■ **TEXT UNDER STUDY**:
....

Tuesday, June 22, 2010

A Little Taste Of Summertime

Good evening everyone! Welcome back to Out Of The Culinary - so happy you could join us. I don't know about your places of residence, dear readers, but here in the tropics Iowa we've been extremely warm and extremely wet the past few days. We've had 8 inches of rain in a week, and the average temperature has been 90 degrees. Yuck. Today, we climbed up to a heat index of 104...104! Nothing says summertime like heat and humidity I guess. After all, that's what summertime is really known for. The heat...the sweltering, oppressive heat.

Summer does have one more claim to fame - and that would be grilling. (That's how you do a segue ladies and gentleman!) Now, sadly, we lack the means to grill (or the space to store one) but -we have finally obtained the next best thing. A grill pan! (More to come on the grill pan later in the week)

....

■ **INPUT DATA**:
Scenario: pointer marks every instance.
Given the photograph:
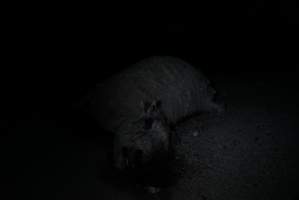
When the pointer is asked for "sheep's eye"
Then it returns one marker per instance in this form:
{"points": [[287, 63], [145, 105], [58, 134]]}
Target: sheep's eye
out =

....

■ **TASK STATEMENT**:
Resume the blog post about the Iowa summer heat and the new grill pan, starting right after its final sentence. Nothing in the listing is needed here.

■ **EXERCISE OUTPUT**:
Now equipped with a grill pan, a whole new chapter in Jamie Oliver's cookbook opened up to me (not much of an exaggeration there, we now have access to a lot more recipes). I wanted to start our foray in the world of grill pan cooking with something that said 'summer' - and I found just the recipe I was looking for.

The Recipe: Chicken Fajitas
Original Recipe Found In: Jamie's Food Revolution: Rediscover How to Cook Simple, Delicious, Affordable Meals

What You'll Need:

1 Red Bell Pepper
1 Medium Onion
2 Skinless, Boneless Chicken Breasts
1 Tsp. Paprika
1 Lime
Flour Tortillas

The Recipe: Fresh Garden Salsa
Original Recipe Found In: Jamie's Food Revolution: Rediscover How to Cook Simple, Delicious, Affordable Meals

What You'll Need:

1 Red Chile
15 Grape or Cherry Tomatoes
1 Bunch Fresh Cilantro
1 Lime

Begin by slicing you bell pepper. Now - I had never really encounter a bell pepper before, so I had to turn to our old standby Cook's Bible to give me pointers on attacking the fruit (YES - fruit. Remember, any 'vegetable' with seeds is technically deemed a fruit - this goes for tomatoes, pumpkins, cucumbers and the like. I don't want any emails arguing to the contrary!)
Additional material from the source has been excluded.